Transcribe exactly the lines from the one holding "example: [293, 487]" to the end of the data below, including both of those lines and no others.
[BEGIN Data supplied]
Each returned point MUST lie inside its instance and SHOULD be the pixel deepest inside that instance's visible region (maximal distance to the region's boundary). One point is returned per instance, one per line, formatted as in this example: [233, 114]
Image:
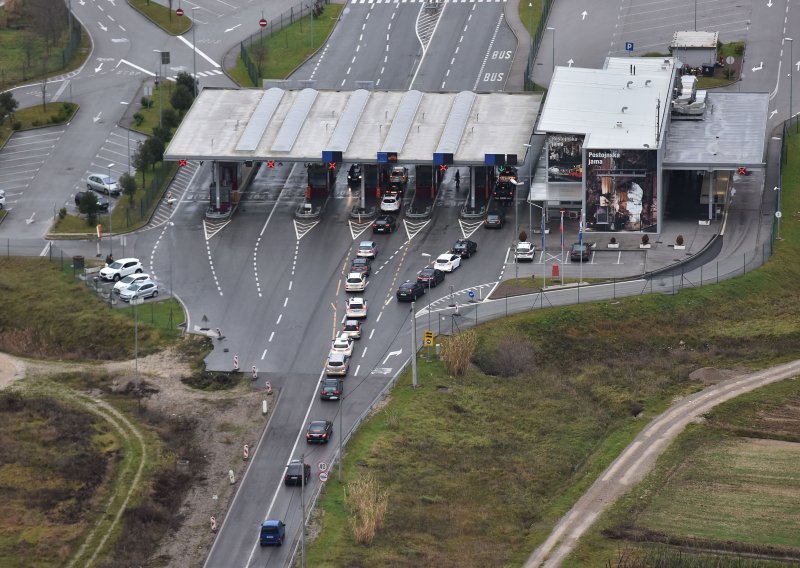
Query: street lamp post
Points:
[194, 51]
[110, 226]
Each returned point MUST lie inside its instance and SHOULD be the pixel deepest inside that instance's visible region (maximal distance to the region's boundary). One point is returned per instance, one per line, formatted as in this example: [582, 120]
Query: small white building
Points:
[695, 49]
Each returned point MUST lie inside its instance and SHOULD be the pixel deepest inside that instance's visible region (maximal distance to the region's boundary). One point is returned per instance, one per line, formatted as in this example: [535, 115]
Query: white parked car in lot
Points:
[103, 183]
[390, 203]
[447, 262]
[356, 308]
[143, 289]
[356, 282]
[121, 268]
[343, 344]
[524, 251]
[129, 280]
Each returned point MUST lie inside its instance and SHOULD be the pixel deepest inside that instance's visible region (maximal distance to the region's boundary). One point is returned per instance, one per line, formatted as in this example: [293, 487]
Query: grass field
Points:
[729, 483]
[479, 470]
[47, 314]
[289, 47]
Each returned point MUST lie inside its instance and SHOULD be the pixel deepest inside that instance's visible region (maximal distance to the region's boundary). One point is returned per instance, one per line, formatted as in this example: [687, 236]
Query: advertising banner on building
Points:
[END Data supplied]
◆ **Task output**
Each returned point MUST lie inside its instance and SHOULD be the pixel deepest inside that instance's visible region (maximal distance to the region's boundary). One point is returned per instance, one per line, formatted as in this example: [293, 487]
Query: grass field
Points:
[729, 483]
[479, 470]
[47, 314]
[289, 47]
Each returned point MUST lie inside its instance and SHOULD be the pixel deepest inside that instance's visible region (maximal distance to the region's boundary). One point is returned per instance, one per line, formatted as in this example: [687, 236]
Query: advertising banner on building
Points:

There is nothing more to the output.